:: WHAT TO WORK ON ::
Please write out again the lines of the records starting with the line with "left ear in the image." and going on through the line with "[160,137,173,150]", swapping "Reminder" for "Note" and leaving everything else unchanged. Leave the pictures out.

Region labeling records
======

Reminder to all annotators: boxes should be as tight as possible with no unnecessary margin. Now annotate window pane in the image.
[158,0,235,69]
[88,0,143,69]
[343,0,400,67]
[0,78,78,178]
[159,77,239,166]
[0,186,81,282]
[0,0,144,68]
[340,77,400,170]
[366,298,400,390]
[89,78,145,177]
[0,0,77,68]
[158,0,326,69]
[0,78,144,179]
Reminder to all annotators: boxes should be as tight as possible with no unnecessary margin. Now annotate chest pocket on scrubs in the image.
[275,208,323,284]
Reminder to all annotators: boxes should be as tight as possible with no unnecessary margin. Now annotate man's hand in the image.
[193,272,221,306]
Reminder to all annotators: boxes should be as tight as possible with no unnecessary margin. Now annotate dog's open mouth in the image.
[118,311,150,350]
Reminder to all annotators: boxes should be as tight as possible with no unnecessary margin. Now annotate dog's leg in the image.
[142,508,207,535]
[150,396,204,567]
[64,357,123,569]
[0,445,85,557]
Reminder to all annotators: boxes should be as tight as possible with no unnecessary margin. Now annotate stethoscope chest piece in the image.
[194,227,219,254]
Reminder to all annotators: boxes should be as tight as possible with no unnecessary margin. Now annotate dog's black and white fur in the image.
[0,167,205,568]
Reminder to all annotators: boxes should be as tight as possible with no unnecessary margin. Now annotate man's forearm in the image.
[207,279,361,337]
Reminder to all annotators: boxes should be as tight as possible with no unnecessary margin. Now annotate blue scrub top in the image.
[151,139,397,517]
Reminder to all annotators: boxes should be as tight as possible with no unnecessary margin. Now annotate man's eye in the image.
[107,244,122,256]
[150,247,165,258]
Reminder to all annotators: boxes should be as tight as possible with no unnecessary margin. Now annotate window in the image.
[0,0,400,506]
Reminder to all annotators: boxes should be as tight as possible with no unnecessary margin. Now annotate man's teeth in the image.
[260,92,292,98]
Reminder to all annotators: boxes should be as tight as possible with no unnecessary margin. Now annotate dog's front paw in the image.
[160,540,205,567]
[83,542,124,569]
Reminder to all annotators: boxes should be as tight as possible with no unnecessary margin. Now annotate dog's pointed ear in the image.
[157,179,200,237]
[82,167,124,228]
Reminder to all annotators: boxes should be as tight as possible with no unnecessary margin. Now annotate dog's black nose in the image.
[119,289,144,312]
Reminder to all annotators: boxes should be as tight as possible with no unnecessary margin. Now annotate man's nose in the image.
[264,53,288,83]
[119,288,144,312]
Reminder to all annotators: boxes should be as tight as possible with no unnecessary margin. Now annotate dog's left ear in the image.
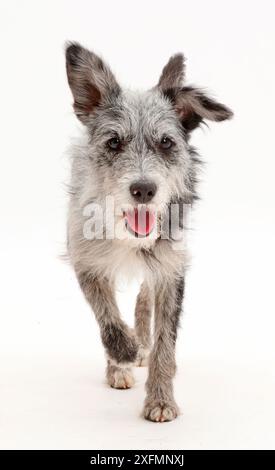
[66,43,120,124]
[157,54,233,133]
[171,86,233,132]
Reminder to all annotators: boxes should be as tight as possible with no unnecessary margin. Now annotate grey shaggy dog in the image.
[66,43,232,422]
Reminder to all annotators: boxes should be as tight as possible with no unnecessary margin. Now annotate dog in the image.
[66,43,233,422]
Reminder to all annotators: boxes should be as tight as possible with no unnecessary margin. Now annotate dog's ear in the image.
[158,54,185,90]
[66,43,120,124]
[167,86,233,132]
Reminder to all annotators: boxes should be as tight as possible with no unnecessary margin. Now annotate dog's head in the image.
[66,43,232,241]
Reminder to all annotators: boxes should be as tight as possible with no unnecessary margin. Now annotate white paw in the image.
[143,400,179,423]
[107,366,135,389]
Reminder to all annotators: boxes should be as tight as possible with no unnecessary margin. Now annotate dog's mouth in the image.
[123,206,156,238]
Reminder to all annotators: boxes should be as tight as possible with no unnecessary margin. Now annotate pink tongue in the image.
[125,207,155,236]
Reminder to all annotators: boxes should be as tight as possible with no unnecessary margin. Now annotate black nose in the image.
[130,181,157,204]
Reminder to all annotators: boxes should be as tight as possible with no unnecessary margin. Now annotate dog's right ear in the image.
[66,43,120,124]
[158,54,185,90]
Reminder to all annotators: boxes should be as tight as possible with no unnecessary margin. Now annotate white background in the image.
[0,0,275,449]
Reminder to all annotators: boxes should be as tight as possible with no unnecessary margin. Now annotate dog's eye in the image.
[107,137,121,150]
[160,137,173,150]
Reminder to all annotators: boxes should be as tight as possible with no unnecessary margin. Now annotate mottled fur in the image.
[66,44,232,421]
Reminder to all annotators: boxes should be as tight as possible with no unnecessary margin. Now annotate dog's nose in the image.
[130,181,157,204]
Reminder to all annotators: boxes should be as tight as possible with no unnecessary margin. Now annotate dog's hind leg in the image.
[143,278,184,422]
[76,271,138,388]
[135,281,153,367]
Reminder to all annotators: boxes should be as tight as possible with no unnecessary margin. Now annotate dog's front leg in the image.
[77,271,138,388]
[144,278,184,422]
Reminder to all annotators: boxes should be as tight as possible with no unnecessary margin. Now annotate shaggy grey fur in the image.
[66,43,232,422]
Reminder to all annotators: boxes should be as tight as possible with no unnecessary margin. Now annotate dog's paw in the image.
[143,400,179,423]
[106,364,135,390]
[135,346,150,367]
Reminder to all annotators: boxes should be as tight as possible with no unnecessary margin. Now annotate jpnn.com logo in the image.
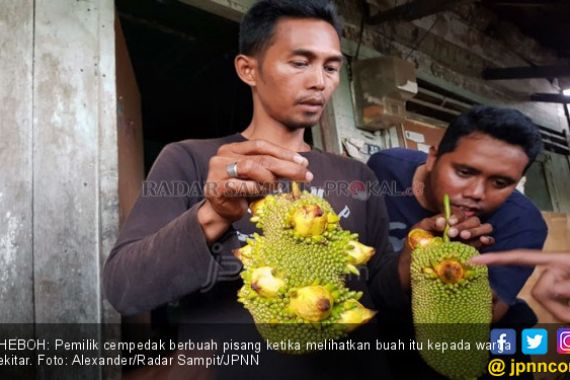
[491,329,517,355]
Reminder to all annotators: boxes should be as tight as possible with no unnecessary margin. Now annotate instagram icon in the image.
[556,328,570,354]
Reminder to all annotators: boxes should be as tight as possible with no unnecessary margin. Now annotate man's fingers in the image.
[456,223,493,240]
[209,155,313,183]
[218,178,270,198]
[479,235,495,247]
[237,156,313,182]
[532,270,570,322]
[470,249,570,267]
[218,140,309,166]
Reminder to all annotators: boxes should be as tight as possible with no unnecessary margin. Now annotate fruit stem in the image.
[443,194,451,243]
[291,181,301,199]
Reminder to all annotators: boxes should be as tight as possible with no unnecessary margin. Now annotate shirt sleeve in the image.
[364,167,410,320]
[483,221,548,305]
[103,144,239,315]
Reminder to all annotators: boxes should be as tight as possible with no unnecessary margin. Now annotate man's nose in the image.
[463,178,485,201]
[309,65,326,91]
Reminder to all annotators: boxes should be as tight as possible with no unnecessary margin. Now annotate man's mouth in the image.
[299,97,325,112]
[453,205,481,218]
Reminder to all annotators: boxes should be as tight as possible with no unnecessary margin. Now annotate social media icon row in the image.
[491,328,570,355]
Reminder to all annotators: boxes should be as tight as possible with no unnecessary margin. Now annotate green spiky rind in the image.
[411,242,492,379]
[238,192,370,354]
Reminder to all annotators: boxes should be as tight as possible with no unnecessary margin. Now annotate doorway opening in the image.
[116,0,252,173]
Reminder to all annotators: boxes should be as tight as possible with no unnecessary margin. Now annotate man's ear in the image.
[234,54,257,87]
[426,146,437,172]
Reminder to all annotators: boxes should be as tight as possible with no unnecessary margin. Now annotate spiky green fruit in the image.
[236,186,374,353]
[339,300,376,331]
[410,196,492,379]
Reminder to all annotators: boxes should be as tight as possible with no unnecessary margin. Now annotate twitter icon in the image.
[521,329,548,355]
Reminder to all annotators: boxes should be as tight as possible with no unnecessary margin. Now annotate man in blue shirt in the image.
[368,107,547,378]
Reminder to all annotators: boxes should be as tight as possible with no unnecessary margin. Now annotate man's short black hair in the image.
[239,0,342,56]
[437,106,542,170]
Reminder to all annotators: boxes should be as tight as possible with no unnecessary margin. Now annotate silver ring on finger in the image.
[226,162,239,178]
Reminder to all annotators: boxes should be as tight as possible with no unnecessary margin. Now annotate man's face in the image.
[254,18,342,129]
[426,132,528,217]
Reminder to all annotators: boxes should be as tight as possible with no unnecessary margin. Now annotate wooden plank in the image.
[0,0,34,323]
[33,0,102,323]
[99,0,120,380]
[175,0,251,22]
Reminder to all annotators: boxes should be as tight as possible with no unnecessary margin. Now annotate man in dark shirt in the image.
[104,0,409,379]
[368,107,547,378]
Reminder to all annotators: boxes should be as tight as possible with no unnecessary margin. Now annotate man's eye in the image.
[455,169,471,177]
[493,179,510,189]
[291,61,309,69]
[325,66,338,74]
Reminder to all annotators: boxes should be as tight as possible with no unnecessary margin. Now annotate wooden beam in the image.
[530,93,570,104]
[365,0,474,25]
[482,65,570,80]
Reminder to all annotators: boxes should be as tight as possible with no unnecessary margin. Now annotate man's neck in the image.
[412,164,437,212]
[241,117,311,152]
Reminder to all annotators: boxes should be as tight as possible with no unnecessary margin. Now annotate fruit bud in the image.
[347,241,374,265]
[289,285,334,322]
[251,267,285,298]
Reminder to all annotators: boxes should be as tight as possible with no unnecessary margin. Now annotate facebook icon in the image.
[491,329,517,355]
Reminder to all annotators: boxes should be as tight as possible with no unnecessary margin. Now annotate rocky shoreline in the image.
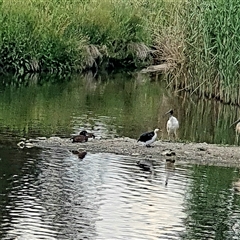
[18,137,240,167]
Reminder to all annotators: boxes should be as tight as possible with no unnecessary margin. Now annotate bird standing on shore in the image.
[230,118,240,144]
[137,128,159,147]
[165,109,179,140]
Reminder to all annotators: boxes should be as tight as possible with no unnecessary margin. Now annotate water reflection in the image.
[0,73,239,144]
[0,149,240,240]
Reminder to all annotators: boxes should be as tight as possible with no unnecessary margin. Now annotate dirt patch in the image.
[18,137,240,167]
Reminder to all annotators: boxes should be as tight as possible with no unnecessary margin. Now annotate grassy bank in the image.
[0,0,172,72]
[177,0,240,105]
[0,0,240,105]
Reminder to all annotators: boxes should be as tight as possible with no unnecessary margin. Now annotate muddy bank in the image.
[18,137,240,167]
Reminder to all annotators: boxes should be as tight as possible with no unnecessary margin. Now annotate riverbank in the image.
[19,137,240,167]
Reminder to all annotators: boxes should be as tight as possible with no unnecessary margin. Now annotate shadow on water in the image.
[0,72,239,144]
[0,149,240,240]
[0,74,240,240]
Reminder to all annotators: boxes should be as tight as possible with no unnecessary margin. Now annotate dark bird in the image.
[137,128,159,147]
[137,160,153,171]
[78,151,87,159]
[71,135,88,143]
[71,150,87,159]
[79,130,95,138]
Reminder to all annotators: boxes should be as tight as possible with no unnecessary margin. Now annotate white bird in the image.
[230,119,240,144]
[138,128,159,147]
[165,109,179,140]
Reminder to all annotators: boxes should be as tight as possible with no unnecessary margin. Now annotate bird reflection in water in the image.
[165,158,175,187]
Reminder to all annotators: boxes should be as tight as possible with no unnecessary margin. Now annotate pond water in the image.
[0,74,240,240]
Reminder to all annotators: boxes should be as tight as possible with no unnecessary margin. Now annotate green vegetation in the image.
[180,0,240,104]
[0,0,240,104]
[0,0,170,73]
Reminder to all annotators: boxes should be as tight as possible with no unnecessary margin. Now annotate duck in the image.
[71,131,88,143]
[79,130,96,138]
[71,150,87,159]
[137,159,153,171]
[137,128,159,147]
[165,109,179,140]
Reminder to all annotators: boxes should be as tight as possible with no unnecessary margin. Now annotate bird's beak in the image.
[229,118,240,128]
[165,109,171,115]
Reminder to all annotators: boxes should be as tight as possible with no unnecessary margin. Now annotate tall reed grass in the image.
[181,0,240,105]
[0,0,169,73]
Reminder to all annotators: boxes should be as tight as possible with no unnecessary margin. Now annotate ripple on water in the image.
[1,149,239,240]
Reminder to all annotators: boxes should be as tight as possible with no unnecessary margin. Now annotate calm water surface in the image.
[0,74,240,240]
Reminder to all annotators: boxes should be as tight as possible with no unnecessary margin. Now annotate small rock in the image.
[162,150,176,157]
[131,153,140,156]
[37,137,47,141]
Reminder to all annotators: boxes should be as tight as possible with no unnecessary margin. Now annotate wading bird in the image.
[230,118,240,144]
[165,109,179,140]
[137,128,159,147]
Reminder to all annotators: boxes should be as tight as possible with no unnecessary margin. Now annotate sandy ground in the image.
[19,137,240,167]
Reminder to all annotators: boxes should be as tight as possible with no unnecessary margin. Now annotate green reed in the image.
[0,0,169,73]
[182,0,240,104]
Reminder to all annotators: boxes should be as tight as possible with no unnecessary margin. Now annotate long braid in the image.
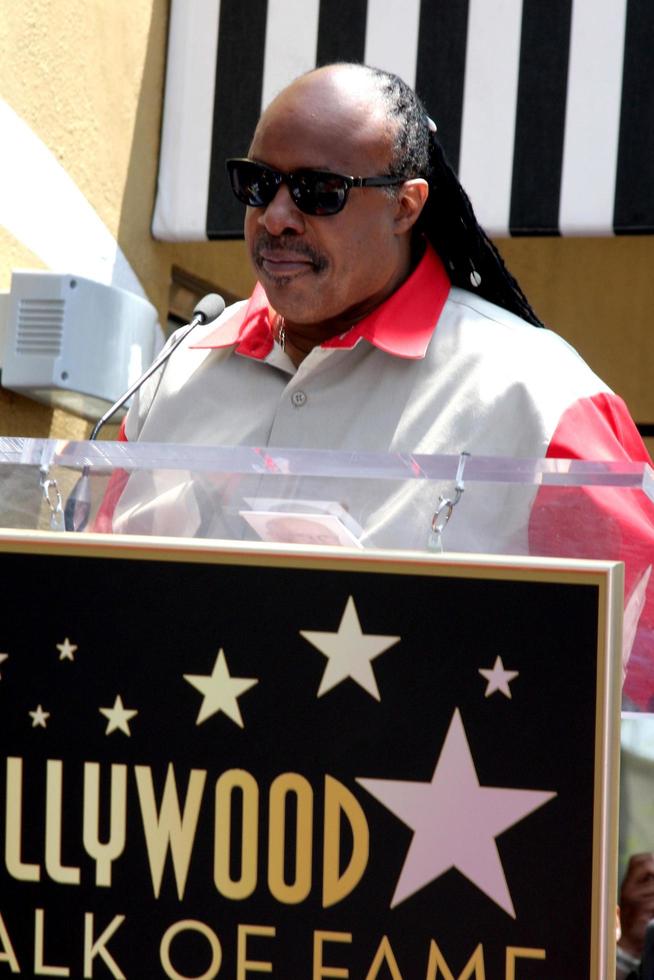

======

:: OUTPUT OF THE EXERCISE ::
Note to all annotators: boxes should be as tight as possible with no unnecessary margin. Now annotate dog's left ear in the image.
[66,43,120,124]
[157,54,233,133]
[171,86,233,132]
Note to all annotators: boxes should be as tight as possible with no unnecessary margin. Now annotate grey shaggy dog in the image.
[66,43,232,422]
Note to all annotators: boxes should be as tight as possible with no unnecessary margin. Now annotate dog in the image.
[66,43,233,422]
Note to all annotators: boxes should be as tight as possible with no unnecessary margin. Now annotate dog's ear in the image.
[158,54,185,90]
[66,43,120,124]
[167,86,233,132]
Note to all annotators: boxes should be as tight as possible with no unnecessary margin. Now annotate dog's head in the image.
[66,43,232,241]
Note to all annotators: boxes should be as tight as possible with no unnecessary margin. Now annotate white paw in the image.
[143,400,179,423]
[107,366,135,389]
Note to all annotators: boxes should be as tight as possible with no unnecessary margin. Now annotate dog's mouth in the image.
[123,206,156,238]
Note to all annotators: boxes should be as tight as possible with no unnecessary margin. Now annotate pink tongue in the image.
[125,207,155,236]
Note to all annotators: boxes should be as tight as possible with no unnecessary margin. Now annotate black nose in the image.
[130,181,157,204]
Note to all annotators: boxes should be as tight as possible with no unnecessary margin. Now annotate dog's right ear in the image.
[66,43,120,124]
[158,54,185,90]
Note to all annotators: boxes should be as tight as possible with no unnecessary margin. Now annotate white background in the image.
[0,0,275,449]
Note to all annotators: boxes should be as tight as possible with no unnecessary margin. Now annotate dog's eye in the image.
[107,137,121,150]
[160,137,173,150]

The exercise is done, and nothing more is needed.